→ Text
On 23 October 2020, members of the applicant exercised their constitutional right to protest. Prior to the protests, the convener gave adequate notice to the second respondent (responsible officer) and was subsequently notified and invited to a meeting in terms of the provisions of the s 4 of the Gatherings Act. Immediately after the meeting, the second respondent instructed the convener to go to a particular office where a payment of R 297 was requested. When the convener questioned why the constitutional right to protest is subject to a fee, the response that the convener received was that the fee was to ensure the protection of the participants of the protest by law enforcement officers.

The convener was obviously unsettled by the response and was of the view that the fee is a barrier to the right to protest. This is so, inter alia, because the Preamble of the Gatherings Act provides that ‘whereas every person has the right to assemble with other persons and to express his views on any matter freely in public and to enjoy the protection of the state while doing so’. Nowhere in the Gatherings Act does it state that the protection of participants of a protest is subject to a payment of a fee. As a result, the applicant argued, before the High Court, that the subjecting the imposition of a fee limits the constitutional right to protest.

The court’s findings

Although the court did not expand on the s 36 of the Constitution analysis, it nevertheless stated that the Policy would not survive constitutional muster. The court held that the only qualifier to the constitutional right to protest is ‘peaceful’ and ‘unarmed’, thus subjecting this fundamental human right to a fee is not in line with our constitutional values. The constitutional right to protest speaks to the nature of our democracy and further linked to the struggles against the overthrown Apartheid regime.

→ Data extract

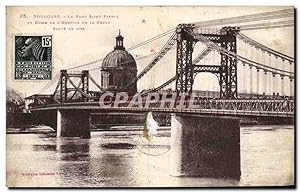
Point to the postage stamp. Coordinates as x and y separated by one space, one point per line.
33 57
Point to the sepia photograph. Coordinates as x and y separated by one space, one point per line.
150 96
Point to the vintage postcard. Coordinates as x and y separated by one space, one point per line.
150 96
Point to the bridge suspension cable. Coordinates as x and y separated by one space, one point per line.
126 62
167 47
250 41
129 49
240 58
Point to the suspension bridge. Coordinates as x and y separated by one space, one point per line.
252 79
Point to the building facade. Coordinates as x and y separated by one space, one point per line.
119 69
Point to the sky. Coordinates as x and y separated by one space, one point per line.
137 24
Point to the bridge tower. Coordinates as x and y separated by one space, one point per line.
65 78
185 69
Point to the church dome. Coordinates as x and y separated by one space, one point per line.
119 58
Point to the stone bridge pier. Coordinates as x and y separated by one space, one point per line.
204 146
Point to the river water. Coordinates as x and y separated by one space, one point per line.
114 159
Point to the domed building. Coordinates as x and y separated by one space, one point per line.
119 69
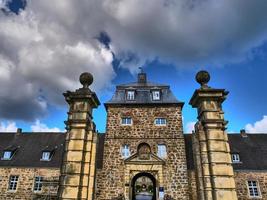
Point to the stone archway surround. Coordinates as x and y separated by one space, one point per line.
134 169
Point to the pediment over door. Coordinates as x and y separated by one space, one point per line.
148 159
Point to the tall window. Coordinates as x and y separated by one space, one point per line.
46 156
156 95
125 151
13 182
160 121
130 95
254 190
38 183
7 155
235 158
162 151
126 121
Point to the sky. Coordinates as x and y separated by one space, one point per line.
45 46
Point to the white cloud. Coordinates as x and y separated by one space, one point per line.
258 127
8 127
45 48
189 127
41 127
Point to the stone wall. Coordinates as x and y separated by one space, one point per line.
241 178
26 183
111 179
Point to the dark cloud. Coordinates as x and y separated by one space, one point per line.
48 45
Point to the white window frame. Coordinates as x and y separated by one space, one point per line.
7 155
13 183
253 189
130 95
46 156
126 121
162 151
160 121
38 184
235 158
156 95
125 151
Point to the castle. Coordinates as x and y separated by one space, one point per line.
144 153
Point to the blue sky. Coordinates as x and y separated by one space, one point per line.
45 47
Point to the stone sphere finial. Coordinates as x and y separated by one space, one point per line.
86 79
203 77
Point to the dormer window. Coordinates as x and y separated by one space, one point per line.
126 121
162 151
160 122
7 155
235 158
46 156
155 95
130 95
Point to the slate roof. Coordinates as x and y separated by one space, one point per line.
143 93
28 149
251 149
29 146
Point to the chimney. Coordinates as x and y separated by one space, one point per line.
243 133
142 77
19 130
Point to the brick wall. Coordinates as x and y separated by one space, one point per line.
26 182
111 179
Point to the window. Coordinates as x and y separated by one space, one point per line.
156 95
126 121
38 183
162 151
125 151
253 189
7 155
46 156
13 182
160 121
130 95
235 158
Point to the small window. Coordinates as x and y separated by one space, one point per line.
38 183
130 95
7 155
156 95
126 121
253 189
46 156
13 182
162 151
235 158
125 151
160 121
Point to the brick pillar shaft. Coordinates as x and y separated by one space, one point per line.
78 166
214 171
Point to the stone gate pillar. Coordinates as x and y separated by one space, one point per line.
78 166
215 177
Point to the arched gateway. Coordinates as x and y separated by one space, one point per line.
143 187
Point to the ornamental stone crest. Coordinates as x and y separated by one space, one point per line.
144 151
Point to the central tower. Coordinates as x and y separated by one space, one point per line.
144 151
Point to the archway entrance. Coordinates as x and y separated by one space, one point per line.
143 187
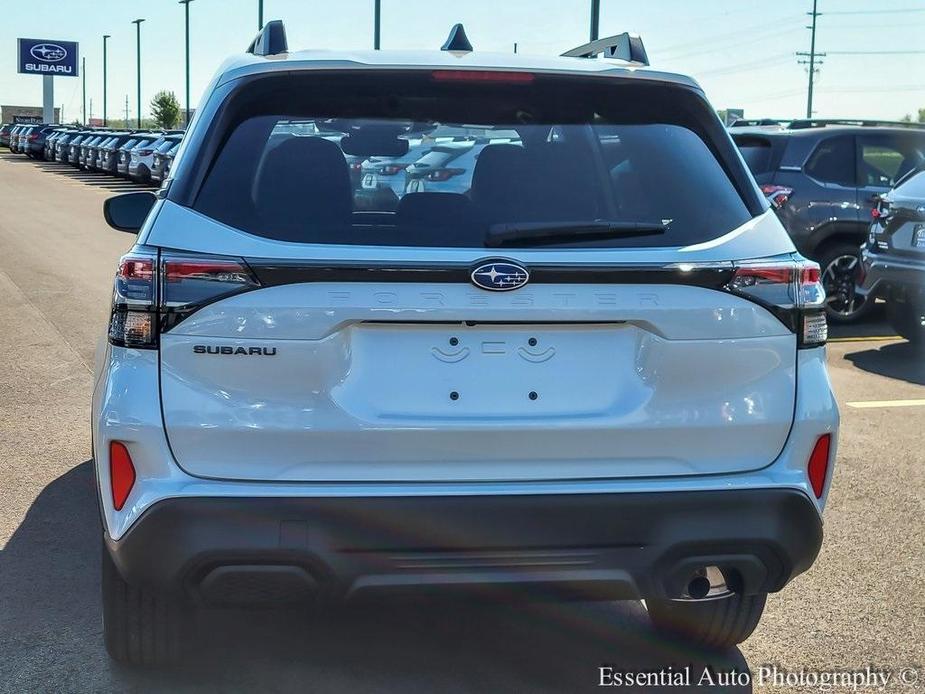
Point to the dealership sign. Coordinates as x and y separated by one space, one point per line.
46 57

→ Requests
1. According to the text, what reason was the convener given for the fee?
2. Retype everything in the text from "Although the court" down to "overthrown Apartheid regime.".
The listing has nothing to do with the text.

→ The results
1. The fee was to ensure that law enforcement officers protected the participants of the protest.

2.
Although the court did not expand on the s 36 of the Constitution analysis, it nevertheless stated that the Policy would not survive constitutional muster. The court held that the only qualifier to the constitutional right to protest is ‘peaceful’ and ‘unarmed’, thus subjecting this fundamental human right to a fee is not in line with our constitutional values. The constitutional right to protest speaks to the nature of our democracy and further linked to the struggles against the overthrown Apartheid regime.